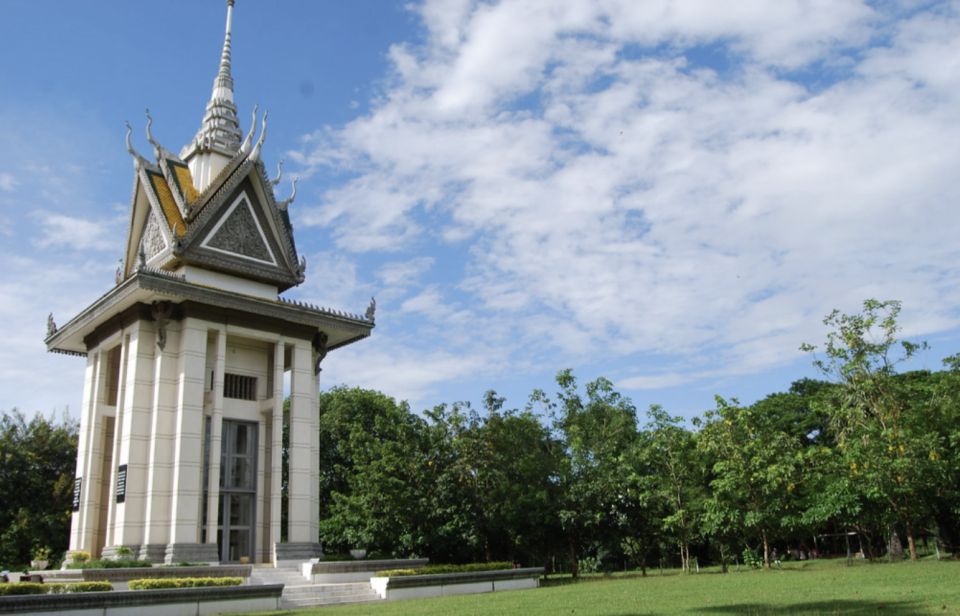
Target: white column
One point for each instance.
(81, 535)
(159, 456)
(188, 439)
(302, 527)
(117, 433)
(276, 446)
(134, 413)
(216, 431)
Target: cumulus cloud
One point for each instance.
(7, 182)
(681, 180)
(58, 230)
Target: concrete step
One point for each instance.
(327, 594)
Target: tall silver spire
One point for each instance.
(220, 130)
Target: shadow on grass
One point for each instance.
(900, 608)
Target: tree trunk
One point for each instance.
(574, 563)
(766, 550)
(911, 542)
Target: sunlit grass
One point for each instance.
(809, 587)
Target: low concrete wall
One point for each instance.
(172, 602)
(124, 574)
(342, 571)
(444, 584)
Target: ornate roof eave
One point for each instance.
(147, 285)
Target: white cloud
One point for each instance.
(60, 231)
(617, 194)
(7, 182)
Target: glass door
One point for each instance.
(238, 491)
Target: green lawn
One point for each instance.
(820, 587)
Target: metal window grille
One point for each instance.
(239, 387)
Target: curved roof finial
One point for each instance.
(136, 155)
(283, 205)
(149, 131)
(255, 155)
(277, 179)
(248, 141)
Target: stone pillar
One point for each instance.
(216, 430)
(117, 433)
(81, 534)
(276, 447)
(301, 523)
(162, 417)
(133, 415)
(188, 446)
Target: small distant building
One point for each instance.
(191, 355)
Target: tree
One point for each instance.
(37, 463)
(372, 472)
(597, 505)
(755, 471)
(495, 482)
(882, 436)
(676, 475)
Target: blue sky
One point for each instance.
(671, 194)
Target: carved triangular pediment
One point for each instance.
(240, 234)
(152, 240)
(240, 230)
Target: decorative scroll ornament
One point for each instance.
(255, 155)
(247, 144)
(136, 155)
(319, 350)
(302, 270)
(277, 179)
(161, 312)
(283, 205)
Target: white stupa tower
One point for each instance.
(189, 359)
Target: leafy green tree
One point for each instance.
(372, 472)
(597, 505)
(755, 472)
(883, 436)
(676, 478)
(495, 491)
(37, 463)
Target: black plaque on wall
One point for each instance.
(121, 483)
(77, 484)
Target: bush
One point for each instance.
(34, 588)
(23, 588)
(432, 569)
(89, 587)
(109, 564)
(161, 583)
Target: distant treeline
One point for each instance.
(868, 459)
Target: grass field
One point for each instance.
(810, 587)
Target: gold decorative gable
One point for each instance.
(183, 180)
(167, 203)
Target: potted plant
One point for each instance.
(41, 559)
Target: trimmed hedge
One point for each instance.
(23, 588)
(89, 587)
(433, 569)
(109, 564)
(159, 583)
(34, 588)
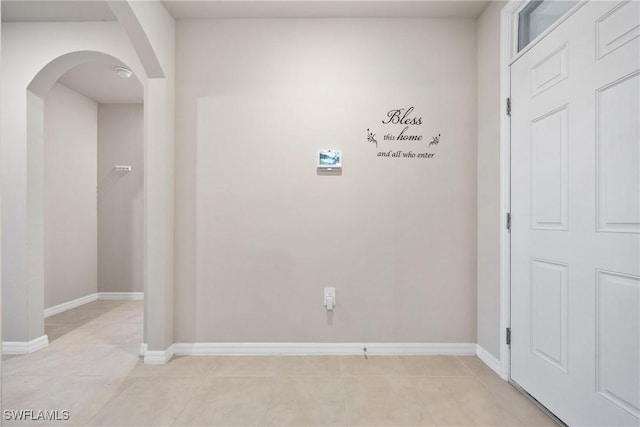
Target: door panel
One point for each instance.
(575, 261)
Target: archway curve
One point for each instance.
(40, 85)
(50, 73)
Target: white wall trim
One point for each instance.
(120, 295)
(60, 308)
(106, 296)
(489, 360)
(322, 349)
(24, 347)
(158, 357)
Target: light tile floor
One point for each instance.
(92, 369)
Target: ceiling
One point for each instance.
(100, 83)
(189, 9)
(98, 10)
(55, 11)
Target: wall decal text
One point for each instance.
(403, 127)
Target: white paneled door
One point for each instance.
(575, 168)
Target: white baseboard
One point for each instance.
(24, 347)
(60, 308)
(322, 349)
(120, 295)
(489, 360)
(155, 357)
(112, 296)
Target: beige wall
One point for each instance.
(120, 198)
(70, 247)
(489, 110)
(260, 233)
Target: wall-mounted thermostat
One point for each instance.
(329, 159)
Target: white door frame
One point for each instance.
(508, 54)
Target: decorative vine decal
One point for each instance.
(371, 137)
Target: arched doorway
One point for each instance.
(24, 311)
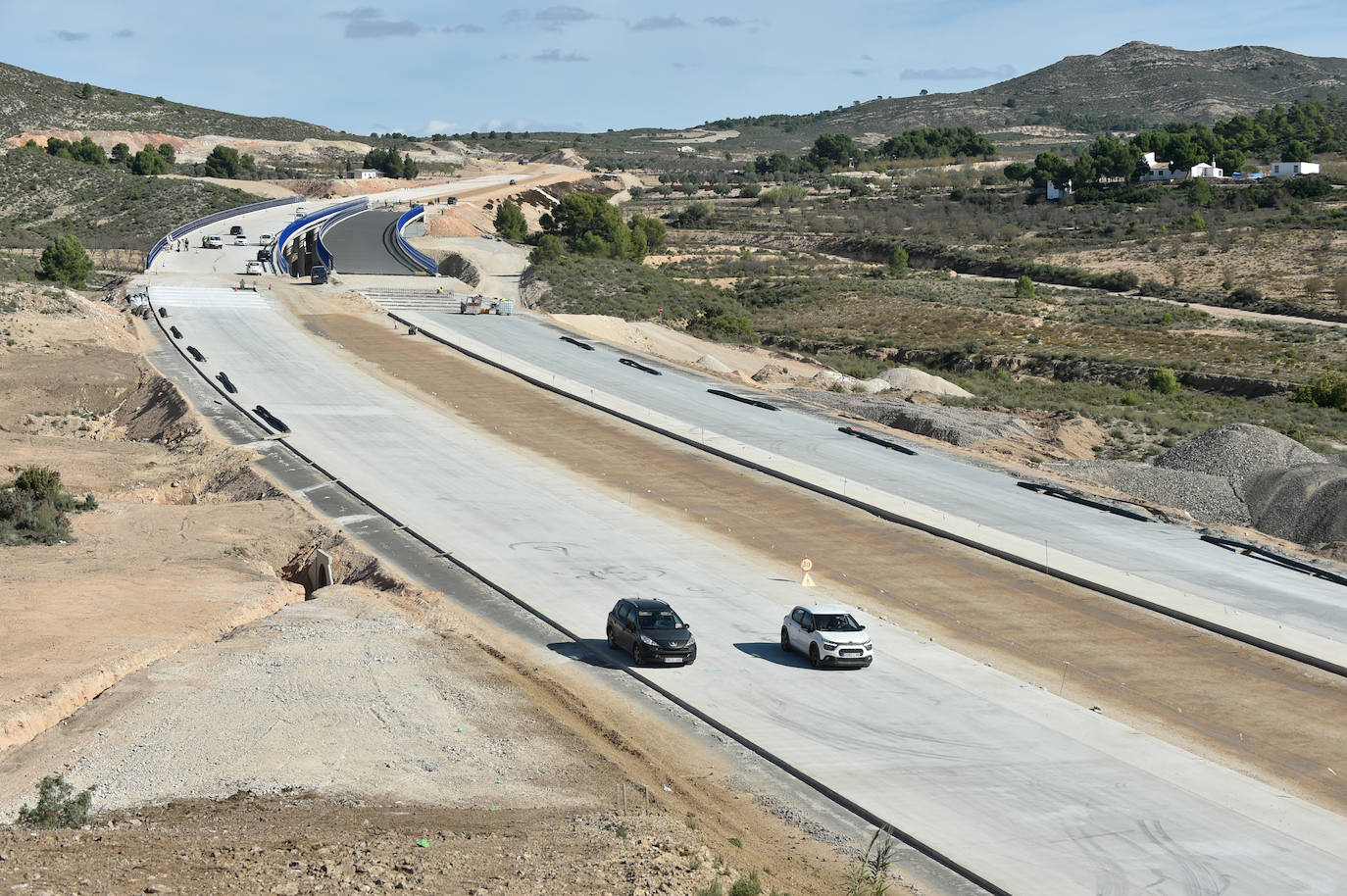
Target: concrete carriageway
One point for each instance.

■ **Task description**
The records are to be returned verbatim. Skip any picture they contain.

■ **Response area**
Target: white column
One point for each instance.
(81, 535)
(159, 456)
(188, 439)
(302, 527)
(117, 433)
(276, 446)
(134, 413)
(216, 431)
Target: cumulus cloud
One point for each instance.
(7, 182)
(681, 180)
(58, 230)
Target: concrete step
One point for each instance.
(327, 594)
Target: tall silver spire
One point for each instance.
(220, 130)
Target: shadow on grass
One point for each instance.
(900, 608)
Target: tree trunk
One point for each instance.
(574, 563)
(766, 550)
(911, 542)
Target: sunlit grass
One point for each instance.
(809, 587)
Target: low concrete wall
One point for each instance.
(172, 602)
(124, 574)
(342, 571)
(444, 584)
Target: ornate roof eave
One point for each instance.
(147, 285)
Target: white cloud
One point for each instance.
(60, 231)
(617, 194)
(7, 182)
Target: glass door
One point for each instance.
(238, 491)
Target: green lawn
One point for each instance.
(820, 587)
Target: metal window grille
One point for each instance.
(239, 387)
Target: curved roof finial
One point for each instance.
(136, 155)
(283, 205)
(149, 131)
(255, 155)
(277, 179)
(248, 141)
Target: stone pillar
One point for each instance.
(216, 430)
(117, 433)
(81, 534)
(276, 447)
(301, 523)
(162, 417)
(133, 415)
(188, 446)
Target: small distant building
One point for each instance.
(191, 355)
Target: tree
One point for each instance.
(37, 463)
(372, 472)
(597, 505)
(755, 471)
(495, 482)
(882, 436)
(676, 475)
Target: blue sky
One point for each instance.
(671, 194)
Target: carved triangular pediment
One point for each instance.
(240, 234)
(152, 240)
(240, 230)
Target: decorative scroll ornament
One point for each instance.
(255, 155)
(247, 144)
(136, 155)
(319, 350)
(302, 270)
(277, 179)
(161, 312)
(283, 205)
Target: white stupa tower
One point for each instance.
(189, 359)
Target: leafy green tree
One point for each instance.
(372, 472)
(597, 505)
(755, 472)
(883, 436)
(676, 478)
(495, 491)
(37, 463)
Target: black plaque on wall
One point for each instance.
(121, 483)
(77, 484)
Target: bush
One point for each instance.
(34, 588)
(23, 588)
(432, 569)
(89, 587)
(109, 564)
(161, 583)
Target: distant treeline
One point for each instance.
(868, 459)
Target: grass field
One point for each instance.
(810, 587)
Target: gold decorative gable
One point for each instance.
(183, 180)
(167, 203)
Target: potted plant
One point for each instance.
(41, 559)
Target: trimmed hedge
One point for each instance.
(23, 588)
(89, 587)
(433, 569)
(109, 564)
(159, 583)
(34, 588)
Target: door panel
One point for each instance.
(575, 261)
Target: archway curve
One point for each instance.
(40, 85)
(50, 73)
Target: white wall trim
One point for each instance.
(120, 295)
(60, 308)
(106, 296)
(489, 360)
(322, 349)
(24, 347)
(158, 357)
Target: light tile floor
One point for each instance.
(92, 369)
Target: ceiling
One point for each instance.
(100, 83)
(189, 9)
(98, 10)
(55, 11)
Target: wall decal text
One point for each instance.
(403, 127)
Target: white paneled door
One point for each instance.
(575, 168)
Target: white baseboard
One point for each instance.
(24, 347)
(60, 308)
(322, 349)
(120, 295)
(489, 360)
(155, 357)
(112, 296)
Target: beige wall
One point for each instance.
(120, 198)
(70, 247)
(489, 110)
(260, 233)
Target: wall-mounted thermostat
One point for each instance.
(329, 159)
Target: white door frame
One point for each instance.
(508, 54)
Target: decorative vine decal
One point for each instance.
(371, 137)
Target: arched doorway
One point for each instance.
(24, 311)
Target: concrete carriageway
One point for each instance.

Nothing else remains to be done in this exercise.